▶ Available records:
====
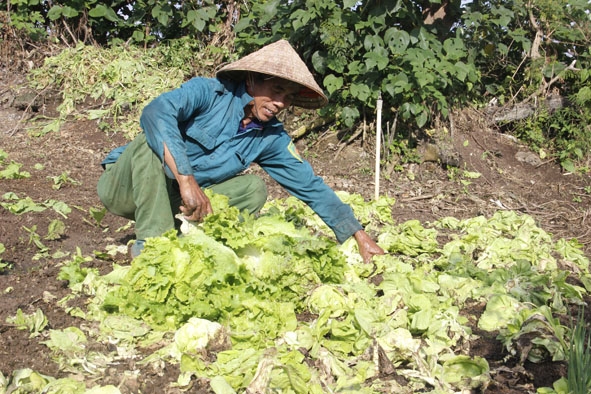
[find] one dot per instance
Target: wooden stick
(378, 146)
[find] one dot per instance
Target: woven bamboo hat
(279, 60)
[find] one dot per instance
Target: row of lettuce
(272, 303)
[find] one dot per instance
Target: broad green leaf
(500, 311)
(333, 83)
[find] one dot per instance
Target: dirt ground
(511, 178)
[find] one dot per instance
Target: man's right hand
(196, 204)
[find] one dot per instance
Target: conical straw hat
(280, 60)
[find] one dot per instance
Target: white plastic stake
(378, 146)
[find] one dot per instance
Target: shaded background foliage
(424, 58)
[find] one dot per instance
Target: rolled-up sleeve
(296, 175)
(161, 119)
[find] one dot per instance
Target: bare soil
(511, 178)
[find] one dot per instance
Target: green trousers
(136, 187)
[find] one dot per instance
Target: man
(204, 133)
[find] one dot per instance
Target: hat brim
(279, 60)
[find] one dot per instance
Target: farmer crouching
(204, 133)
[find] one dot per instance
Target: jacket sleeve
(161, 118)
(282, 162)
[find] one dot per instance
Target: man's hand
(367, 247)
(196, 205)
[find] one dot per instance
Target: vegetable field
(486, 271)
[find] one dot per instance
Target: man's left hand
(367, 247)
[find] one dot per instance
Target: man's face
(271, 95)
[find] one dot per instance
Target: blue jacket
(199, 123)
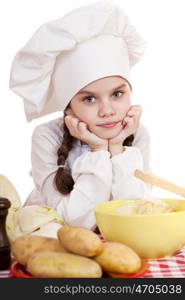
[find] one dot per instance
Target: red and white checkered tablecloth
(173, 266)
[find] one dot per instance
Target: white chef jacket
(97, 176)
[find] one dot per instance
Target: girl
(80, 65)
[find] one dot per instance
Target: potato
(118, 258)
(58, 264)
(23, 247)
(80, 240)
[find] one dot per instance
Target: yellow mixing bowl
(151, 236)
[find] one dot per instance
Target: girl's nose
(106, 110)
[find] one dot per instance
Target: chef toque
(65, 55)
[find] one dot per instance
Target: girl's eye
(117, 94)
(89, 99)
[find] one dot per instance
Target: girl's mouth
(108, 125)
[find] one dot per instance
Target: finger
(136, 109)
(82, 127)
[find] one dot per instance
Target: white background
(158, 83)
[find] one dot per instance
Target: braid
(63, 179)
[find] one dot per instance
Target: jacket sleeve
(92, 175)
(124, 183)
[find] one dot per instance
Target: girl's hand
(130, 124)
(79, 130)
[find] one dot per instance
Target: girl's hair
(63, 179)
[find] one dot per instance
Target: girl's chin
(107, 135)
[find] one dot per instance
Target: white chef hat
(65, 55)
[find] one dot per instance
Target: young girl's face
(102, 105)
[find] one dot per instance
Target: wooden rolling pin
(160, 182)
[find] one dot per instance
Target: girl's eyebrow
(91, 92)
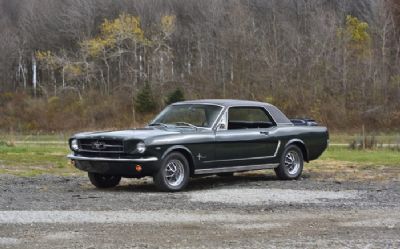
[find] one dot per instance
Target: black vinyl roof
(276, 114)
(225, 102)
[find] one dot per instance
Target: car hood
(141, 134)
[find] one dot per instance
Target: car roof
(276, 114)
(224, 102)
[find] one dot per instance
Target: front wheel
(173, 174)
(103, 181)
(291, 165)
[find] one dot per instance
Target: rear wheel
(291, 165)
(103, 181)
(173, 174)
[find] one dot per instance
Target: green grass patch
(386, 157)
(35, 159)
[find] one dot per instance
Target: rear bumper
(125, 167)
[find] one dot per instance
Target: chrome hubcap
(292, 162)
(174, 173)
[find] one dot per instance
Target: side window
(248, 118)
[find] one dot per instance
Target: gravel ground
(244, 211)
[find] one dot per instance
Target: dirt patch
(245, 211)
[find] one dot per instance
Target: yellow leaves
(94, 47)
(113, 33)
(124, 27)
(357, 29)
(168, 23)
(73, 70)
(356, 34)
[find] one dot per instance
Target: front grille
(101, 145)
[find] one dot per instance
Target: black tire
(227, 174)
(104, 181)
(287, 170)
(168, 180)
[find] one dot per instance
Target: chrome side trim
(104, 159)
(250, 158)
(235, 169)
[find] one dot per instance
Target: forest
(95, 64)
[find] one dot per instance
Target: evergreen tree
(144, 101)
(175, 96)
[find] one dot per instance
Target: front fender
(176, 148)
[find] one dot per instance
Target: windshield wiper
(185, 124)
(158, 124)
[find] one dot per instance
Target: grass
(35, 159)
(385, 157)
(30, 159)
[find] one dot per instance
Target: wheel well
(303, 150)
(188, 157)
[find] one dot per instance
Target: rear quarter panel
(315, 138)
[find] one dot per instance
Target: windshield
(188, 115)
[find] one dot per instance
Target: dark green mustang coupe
(201, 137)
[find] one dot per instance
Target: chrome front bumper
(105, 159)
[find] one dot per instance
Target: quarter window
(248, 118)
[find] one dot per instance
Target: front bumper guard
(105, 159)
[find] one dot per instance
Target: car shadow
(197, 183)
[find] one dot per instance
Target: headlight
(74, 145)
(141, 147)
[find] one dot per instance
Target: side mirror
(222, 127)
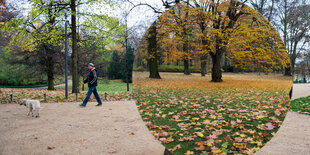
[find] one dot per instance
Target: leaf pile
(301, 105)
(211, 120)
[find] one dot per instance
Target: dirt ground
(66, 128)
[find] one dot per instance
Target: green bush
(139, 68)
(15, 74)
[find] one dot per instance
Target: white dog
(33, 105)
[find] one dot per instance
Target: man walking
(92, 84)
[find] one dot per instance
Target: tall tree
(152, 51)
(74, 55)
(38, 33)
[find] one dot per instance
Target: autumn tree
(152, 51)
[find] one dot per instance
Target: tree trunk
(203, 61)
(50, 68)
(186, 67)
(287, 71)
(152, 49)
(216, 68)
(74, 56)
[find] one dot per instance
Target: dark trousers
(90, 91)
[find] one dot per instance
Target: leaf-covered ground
(57, 95)
(301, 105)
(191, 115)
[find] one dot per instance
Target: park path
(293, 137)
(65, 128)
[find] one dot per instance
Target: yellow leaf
(189, 152)
(199, 134)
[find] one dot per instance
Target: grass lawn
(191, 115)
(301, 105)
(105, 85)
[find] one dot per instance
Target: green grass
(28, 86)
(301, 105)
(106, 85)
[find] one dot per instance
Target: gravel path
(65, 128)
(293, 137)
(117, 128)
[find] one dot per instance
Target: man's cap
(91, 64)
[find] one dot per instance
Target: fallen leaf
(50, 147)
(112, 151)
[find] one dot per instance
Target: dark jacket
(91, 79)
====
From the first line to the last, write out the data exactly, omitting any pictures.

[find] one dot per instance
Target: wooden stick
(378, 146)
[find] one dot per instance
Target: woven bamboo hat
(279, 60)
[find] one dot per instance
Target: row of lettuce
(272, 303)
[find] one dot per instance
Target: broad green leaf
(500, 311)
(333, 83)
[find] one dot per instance
Target: dirt ground
(511, 178)
[find] one dot per instance
Target: man's right hand
(196, 204)
[find] one dot per instance
Target: conical straw hat
(280, 60)
[find] one dot per instance
Target: white plastic stake
(378, 146)
[find] one dot per instance
Target: shaded background foliage
(424, 58)
[find] one dot per instance
Target: rolled-up sleeve
(296, 175)
(161, 119)
[find] one dot per instance
Target: bare soil
(511, 178)
[find] one dot per instance
Target: green trousers
(136, 187)
[find] one dot per instance
Target: man
(204, 133)
[find] one dot per instance
Target: hat brim
(279, 60)
[find] one dot per instance
Target: farmer crouching
(204, 133)
[find] one dot per instance
Target: jacket sleeve
(161, 118)
(282, 162)
[find] one dot per instance
Target: man's hand
(367, 247)
(196, 205)
[find] one dot per instance
Target: vegetable field
(486, 271)
[find] one dot per instance
Target: man's left hand
(367, 247)
[find] one dot per instance
Target: man's face
(271, 95)
[find] one dot per instance
Target: blue jacket
(199, 123)
[find] one dot per instance
Target: red and white checkered tablecloth
(173, 266)
[find] one dot per instance
Target: white chef jacket
(97, 176)
[find] one dot per instance
Target: girl
(80, 65)
[find] one dot per instance
Target: potato
(118, 258)
(58, 264)
(23, 247)
(80, 240)
[find] one dot per instance
Target: yellow mixing bowl
(151, 236)
[find] one dot per instance
Target: girl's nose
(106, 110)
[find] one dot per instance
Target: chef toque
(65, 55)
[find] one dot per instance
Target: girl's eye
(117, 94)
(89, 99)
[find] one dot per instance
Target: girl's mouth
(108, 125)
[find] one dot per instance
Target: finger
(136, 109)
(82, 127)
[find] one dot per instance
Target: white background
(158, 83)
[find] one dot per instance
Target: braid
(63, 179)
[find] one dot per instance
Target: jacket sleeve
(92, 175)
(124, 183)
[find] one dot per instance
Target: girl's hand
(130, 124)
(79, 130)
[find] one dot per instance
Target: girl's hair
(63, 179)
[find] one dot per instance
Target: girl's chin
(107, 135)
[find] one dot per instance
Target: white chef hat
(65, 55)
[find] one dot per instance
Target: young girl's face
(102, 105)
[find] one dot per instance
Target: wooden rolling pin
(160, 182)
[find] one dot per instance
Target: girl's eyebrow
(91, 92)
[find] one dot per instance
Target: black vinyl roof
(276, 114)
(225, 102)
[find] one dot per instance
Target: car hood
(141, 134)
[find] one dot per instance
Target: car roof
(276, 114)
(224, 102)
[find] one dot per instance
Target: front wheel
(173, 174)
(103, 181)
(291, 165)
[find] one dot per instance
Target: rear wheel
(291, 165)
(103, 181)
(173, 174)
[find] one dot per instance
Target: green grass patch
(386, 157)
(35, 159)
[find] one dot per instance
Target: rear bumper
(125, 167)
[find] one dot per instance
Target: chrome hubcap
(292, 162)
(174, 173)
[find] one dot per instance
Target: side window
(248, 118)
[find] one dot per instance
Target: gravel ground
(244, 211)
[find] one dot per instance
Target: dirt patch
(245, 211)
[find] one dot per instance
Target: yellow leaves
(94, 47)
(113, 33)
(124, 27)
(357, 29)
(168, 23)
(73, 70)
(356, 34)
[find] one dot per instance
Target: front grille
(101, 145)
[find] one dot per instance
Target: black tire
(227, 174)
(104, 181)
(287, 170)
(168, 180)
[find] one dot per instance
Target: chrome side trim
(104, 159)
(250, 158)
(235, 169)
[find] one dot per instance
Target: forest
(95, 64)
[find] one dot per instance
Target: evergreen tree
(144, 101)
(175, 96)
[find] one dot per instance
Target: front fender
(176, 148)
[find] one dot per instance
Target: windshield wiper
(185, 124)
(158, 124)
[find] one dot per instance
Target: grass
(35, 159)
(385, 157)
(30, 159)
[find] one dot per instance
Target: wheel well
(303, 150)
(188, 157)
[find] one dot per instance
Target: rear quarter panel
(315, 138)
[find] one dot per instance
Target: windshield
(188, 115)
[find] one dot per instance
Target: dark green mustang coupe
(201, 137)
[find] one dot per instance
Target: chrome front bumper
(105, 159)
[find] one dot per instance
Target: quarter window
(248, 118)
[find] one dot per instance
Target: front bumper guard
(105, 159)
[find] one dot per instance
Target: car shadow
(197, 183)
[find] one dot per instance
Target: headlight
(74, 145)
(141, 147)
[find] one dot per instance
Target: side mirror
(222, 127)
[find] one dot per instance
Target: leaf pile
(301, 105)
(211, 120)
[find] one dot per instance
Target: dirt ground
(66, 128)
[find] one dot per instance
Target: green bush
(139, 68)
(15, 74)
[find] one dot per instance
Target: white dog
(33, 105)
[find] one dot per instance
Target: man walking
(92, 84)
[find] one dot per instance
Target: tall tree
(152, 51)
(74, 55)
(38, 33)
[find] one dot per instance
Target: autumn tree
(152, 51)
[find] one dot per instance
Target: tree trunk
(203, 61)
(50, 68)
(186, 67)
(287, 71)
(152, 49)
(216, 68)
(74, 56)
[find] one dot per instance
Target: dark trousers
(90, 91)
[find] one dot per instance
Target: leaf-covered ground
(57, 95)
(301, 105)
(191, 115)
[find] one dot per instance
Target: park path
(293, 137)
(65, 128)
[find] one dot per instance
Target: yellow leaf
(189, 152)
(199, 134)
[find] one dot per instance
Target: grass lawn
(191, 115)
(301, 105)
(105, 85)
[find] one dot per instance
Target: green grass
(28, 86)
(301, 105)
(106, 85)
[find] one dot per instance
Target: gravel path
(65, 128)
(293, 137)
(117, 128)
[find] one dot per instance
Target: man's cap
(91, 64)
[find] one dot per instance
Target: fallen leaf
(50, 147)
(112, 151)
[find] one dot per instance
Target: dark jacket
(91, 79)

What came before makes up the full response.